→ **WORK INSTRUCTIONS**
• 1. Copy out the stretch from "<http://www.macupdate.com/app/mac/36376/baycard>" through "a bit funny." in the post about HyperCard alternatives, word for word.
• 2. Carry the post about HyperCard alternatives forward from the point where it stops.

Barely competition

Richmond richmondmathewson at gmail.com
Mon Feb 7 15:25:50 EST 2011


Sorry people, a bit late to the party . . . :)

<http://www.macupdate.com/app/mac/36376/baycard>

As soon as I read this:

"Unlike HyperCard, BayCard does not feature a scripting language. In 
place of a scripting language, BayCard features . . . "

I began to feel a bit funny.

I don't know how many Hypercard "alternatives", "replacements", 
"what-have-yous" I trawled
my way through when I started work at the University of St Andrews in a 
Mac OS X lab.

All of them were based on the idea that a programming suite without a 
programming
language was, in some way, "the thing".

If you want to make fancy little doodahs that are little more than 
glorified PPT presentations
this may be "the thing"; rather in the same way as a stack of laminated 
sheets of paper
with symbols of the sort found on toilet doors and adopted by the 
Olympics are for having
cnversations; limiting to the point of acute frustration.

As I don't have an Intel Mac I will not have the 'joy' of testing 
Baycard; and it seems that
one cannot test the thing without buying it; a big turnoff.

--------------------------------------------------------------------------------------------------------------------
Pedagogical Rant Follows
--------------------------------------------------------------------------------------------------------------------

There was also an idea trotting around in 2000 (may still be for all I 
know; honestly cannot
be bothered to find out) that these Lego-kit programming suites are a 
good way to teach kids the
basics of programming.

→ **PROVIDED MATERIAL**
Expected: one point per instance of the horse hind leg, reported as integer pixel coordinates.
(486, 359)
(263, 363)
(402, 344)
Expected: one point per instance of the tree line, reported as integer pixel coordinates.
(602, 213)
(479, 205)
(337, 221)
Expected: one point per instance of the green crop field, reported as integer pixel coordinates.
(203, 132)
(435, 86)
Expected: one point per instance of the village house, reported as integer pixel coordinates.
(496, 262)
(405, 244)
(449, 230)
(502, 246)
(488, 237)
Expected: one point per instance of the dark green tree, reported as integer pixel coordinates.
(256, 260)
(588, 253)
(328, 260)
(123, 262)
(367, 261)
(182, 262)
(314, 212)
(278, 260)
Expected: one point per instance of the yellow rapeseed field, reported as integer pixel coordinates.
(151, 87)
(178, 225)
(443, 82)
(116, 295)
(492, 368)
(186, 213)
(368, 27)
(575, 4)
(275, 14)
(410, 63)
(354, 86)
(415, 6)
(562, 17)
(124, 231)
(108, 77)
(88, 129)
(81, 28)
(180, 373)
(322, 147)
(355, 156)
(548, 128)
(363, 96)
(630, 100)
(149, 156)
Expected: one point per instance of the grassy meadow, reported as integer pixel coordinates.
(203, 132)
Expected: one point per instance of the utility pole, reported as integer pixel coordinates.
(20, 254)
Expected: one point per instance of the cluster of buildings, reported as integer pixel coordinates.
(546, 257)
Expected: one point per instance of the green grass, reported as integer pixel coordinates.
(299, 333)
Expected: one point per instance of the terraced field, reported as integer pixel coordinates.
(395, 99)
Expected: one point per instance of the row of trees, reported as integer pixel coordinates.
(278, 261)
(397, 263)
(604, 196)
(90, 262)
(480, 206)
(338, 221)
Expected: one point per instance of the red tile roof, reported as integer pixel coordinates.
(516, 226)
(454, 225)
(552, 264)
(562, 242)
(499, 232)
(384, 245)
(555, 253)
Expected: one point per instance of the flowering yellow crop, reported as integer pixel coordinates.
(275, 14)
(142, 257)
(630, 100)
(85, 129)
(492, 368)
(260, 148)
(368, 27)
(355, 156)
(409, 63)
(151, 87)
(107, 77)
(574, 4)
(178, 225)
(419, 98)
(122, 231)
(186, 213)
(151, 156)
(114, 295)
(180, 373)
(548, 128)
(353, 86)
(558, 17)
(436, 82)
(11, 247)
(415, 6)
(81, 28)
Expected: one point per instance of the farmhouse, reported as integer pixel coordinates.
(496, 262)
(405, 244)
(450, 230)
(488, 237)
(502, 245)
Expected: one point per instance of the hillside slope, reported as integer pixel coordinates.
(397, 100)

→ **RESPONSES TO THE EXERCISE**
• 1.
<http://www.macupdate.com/app/mac/36376/baycard>

As soon as I read this:

"Unlike HyperCard, BayCard does not feature a scripting language. In 
place of a scripting language, BayCard features . . . "

I began to feel a bit funny.

• 2.
I disagree strongly. I don't know any building engineer who would 
suggest that would-be builders
start their apprenticeship with Lego bricks; while one can make jolly 
nice model houses out of them
one is not really going to learn much about the tensile strength of 
rolled-steel joists from them.

The underlying principles of programming involve an ability to think 
logically and sequentially,
as well as a little bit of mathematics; while one can make the 
equivalent of Lego models from
programming suites composed of clunk-click modules the limitations of 
that way of doing things
will become clear fairly quickly, and one will certainly not learn the 
underpinnings of programming.
In fact it may be fair to say that using that sort of programming TOY 
will only serve to slow down
a child insofar as the "programming model" that is presented by that 
sort of toy will block his/her
understanding of a proper one.

-------------------------------
End of Rant
-------------------------------

While Baycard may lure away some of the quick-fix, easy-peasy crowd (who 
RunRev have had an uneasy
relationship with anyway) I don't really see how it can impinge on the 
core Livecoders, both current
and future.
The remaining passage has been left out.